→ **Exercise directions**: Transcribe every one of the rows below character for character, changing nothing.

→ **Information shown**:
....
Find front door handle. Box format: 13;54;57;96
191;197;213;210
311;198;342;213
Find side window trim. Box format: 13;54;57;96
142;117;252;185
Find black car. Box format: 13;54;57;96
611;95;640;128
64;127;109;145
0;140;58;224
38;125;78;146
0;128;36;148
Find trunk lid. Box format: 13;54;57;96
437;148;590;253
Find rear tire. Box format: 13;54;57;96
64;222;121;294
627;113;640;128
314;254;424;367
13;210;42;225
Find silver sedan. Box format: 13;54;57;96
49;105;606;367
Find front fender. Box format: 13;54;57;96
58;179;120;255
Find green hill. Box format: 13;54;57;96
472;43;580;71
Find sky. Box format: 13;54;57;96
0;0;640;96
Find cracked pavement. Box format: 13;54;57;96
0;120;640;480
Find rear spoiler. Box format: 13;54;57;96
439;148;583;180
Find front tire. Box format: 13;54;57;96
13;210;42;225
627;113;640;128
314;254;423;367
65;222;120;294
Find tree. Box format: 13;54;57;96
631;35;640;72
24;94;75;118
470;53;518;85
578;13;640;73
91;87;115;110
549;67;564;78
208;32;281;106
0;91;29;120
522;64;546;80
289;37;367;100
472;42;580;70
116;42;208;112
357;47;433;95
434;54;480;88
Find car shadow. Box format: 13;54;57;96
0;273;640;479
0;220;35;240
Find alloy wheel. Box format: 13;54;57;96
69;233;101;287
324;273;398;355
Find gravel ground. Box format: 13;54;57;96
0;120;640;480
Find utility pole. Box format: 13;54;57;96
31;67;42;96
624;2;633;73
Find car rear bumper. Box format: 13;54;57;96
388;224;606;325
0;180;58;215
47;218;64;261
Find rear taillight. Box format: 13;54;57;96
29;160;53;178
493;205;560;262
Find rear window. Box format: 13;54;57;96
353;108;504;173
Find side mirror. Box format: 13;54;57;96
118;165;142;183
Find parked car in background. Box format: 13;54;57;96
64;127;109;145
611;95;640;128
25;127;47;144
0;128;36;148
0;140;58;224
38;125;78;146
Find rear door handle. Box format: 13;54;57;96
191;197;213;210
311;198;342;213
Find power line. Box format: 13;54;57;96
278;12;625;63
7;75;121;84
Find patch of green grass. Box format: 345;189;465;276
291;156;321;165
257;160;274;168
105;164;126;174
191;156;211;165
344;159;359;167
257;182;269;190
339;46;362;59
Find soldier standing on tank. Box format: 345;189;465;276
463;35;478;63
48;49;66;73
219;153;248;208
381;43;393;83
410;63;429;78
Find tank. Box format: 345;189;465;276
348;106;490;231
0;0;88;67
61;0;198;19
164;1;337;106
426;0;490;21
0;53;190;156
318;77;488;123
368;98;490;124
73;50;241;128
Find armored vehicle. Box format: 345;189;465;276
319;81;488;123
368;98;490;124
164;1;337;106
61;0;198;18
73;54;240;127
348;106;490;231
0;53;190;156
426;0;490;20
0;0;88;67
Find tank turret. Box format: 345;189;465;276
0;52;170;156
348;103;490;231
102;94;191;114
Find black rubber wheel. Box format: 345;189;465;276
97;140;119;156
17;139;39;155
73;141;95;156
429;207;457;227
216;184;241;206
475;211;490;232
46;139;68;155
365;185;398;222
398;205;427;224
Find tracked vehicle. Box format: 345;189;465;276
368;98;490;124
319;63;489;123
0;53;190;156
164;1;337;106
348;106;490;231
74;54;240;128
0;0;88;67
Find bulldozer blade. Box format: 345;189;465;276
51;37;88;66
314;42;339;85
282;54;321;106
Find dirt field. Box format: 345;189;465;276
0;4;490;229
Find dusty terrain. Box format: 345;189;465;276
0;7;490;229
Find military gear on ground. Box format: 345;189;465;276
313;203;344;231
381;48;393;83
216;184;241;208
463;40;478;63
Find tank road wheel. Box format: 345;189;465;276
....
→ **Output for this task**:
Find front door handle. Box format: 13;54;57;96
191;197;213;210
311;198;342;213
Find side window trim. Box format: 13;54;57;96
142;117;252;185
Find black car. Box format: 13;54;57;96
611;95;640;128
64;127;109;145
0;140;58;224
38;125;78;146
0;128;36;148
Find trunk lid. Box format: 13;54;57;96
437;148;590;253
Find rear tire. Box format: 13;54;57;96
64;222;121;294
627;113;640;128
314;254;424;367
13;210;42;225
Find silver sedan. Box format: 13;54;57;96
49;105;606;367
Find front fender. Box format: 13;54;57;96
58;179;120;255
Find green hill. Box format: 13;54;57;96
472;43;580;71
Find sky. Box format: 13;54;57;96
0;0;640;96
Find cracked pavement. Box format: 13;54;57;96
0;120;640;480
Find rear spoiler. Box format: 13;54;57;96
439;148;583;180
Find front tire. Box format: 13;54;57;96
13;210;42;225
627;113;640;128
314;254;423;367
65;222;120;294
Find tree. Box format: 13;54;57;96
631;35;640;72
24;94;75;118
470;53;518;85
578;13;640;73
91;87;115;110
549;67;564;78
208;32;281;106
0;91;29;120
522;64;546;80
289;37;367;100
472;42;580;70
116;42;208;112
357;47;433;95
434;54;480;88
Find car shadow. Box format: 13;54;57;96
0;273;640;479
0;220;35;240
Find alloy wheel. Box format: 13;54;57;96
69;233;101;287
324;273;398;355
Find gravel ground. Box format: 13;54;57;96
0;120;640;480
Find utility pole. Box format: 13;54;57;96
31;67;42;96
624;2;633;73
Find car rear bumper. Box format: 13;54;57;96
388;224;606;325
0;180;58;215
47;218;64;261
Find rear taillight. Box format: 13;54;57;96
29;160;53;178
493;205;560;262
Find rear window. Box format: 13;54;57;96
353;108;504;173
Find side mirror. Box format: 13;54;57;96
118;165;142;183
Find parked car in background. Box format: 13;54;57;96
64;127;109;145
611;95;640;128
25;127;47;144
0;128;36;148
0;140;58;224
38;125;78;146
Find rear door handle. Box format: 13;54;57;96
191;197;213;210
311;198;342;213
Find power line. Box format: 13;54;57;96
278;12;625;63
7;75;121;84
Find patch of green grass. Box format: 345;189;465;276
291;156;321;165
257;160;274;168
105;164;126;174
191;156;211;165
344;159;359;167
257;182;269;190
339;46;362;59
Find soldier standing on tank. Box format: 345;189;465;276
463;35;478;63
48;49;66;73
219;153;248;208
381;43;393;83
410;63;429;78
Find tank. Box format: 345;189;465;276
348;106;490;231
0;0;88;67
61;0;198;19
164;1;337;106
426;0;490;21
0;53;190;156
318;77;488;123
368;98;490;124
73;50;241;128
Find armored vehicle. Box format: 345;189;465;276
319;81;488;123
368;98;490;124
164;1;337;106
61;0;198;18
73;54;240;127
348;106;490;231
0;53;190;156
426;0;490;20
0;0;88;67
Find tank turret. Box format: 345;189;465;276
0;52;170;156
348;103;490;231
102;94;191;114
Find black rubber wheel. Box format: 345;189;465;276
97;140;119;156
17;139;39;155
73;141;95;156
429;207;457;227
216;184;241;206
475;211;490;232
46;139;68;155
365;185;398;222
398;205;427;224
Find tracked vehicle. Box format: 345;189;465;276
368;98;490;124
319;63;489;123
0;53;190;156
164;1;337;106
348;106;490;231
74;54;240;128
0;0;88;67
Find bulldozer blade. Box format: 345;189;465;276
51;37;88;66
314;42;339;85
282;54;321;106
Find dirt field. Box format: 345;189;465;276
0;4;490;229
Find dusty terrain. Box format: 345;189;465;276
0;7;490;229
Find military gear on ground. Box format: 345;189;465;276
313;203;344;231
381;48;393;83
216;184;241;208
463;40;478;63
Find tank road wheel. Box format: 345;189;465;276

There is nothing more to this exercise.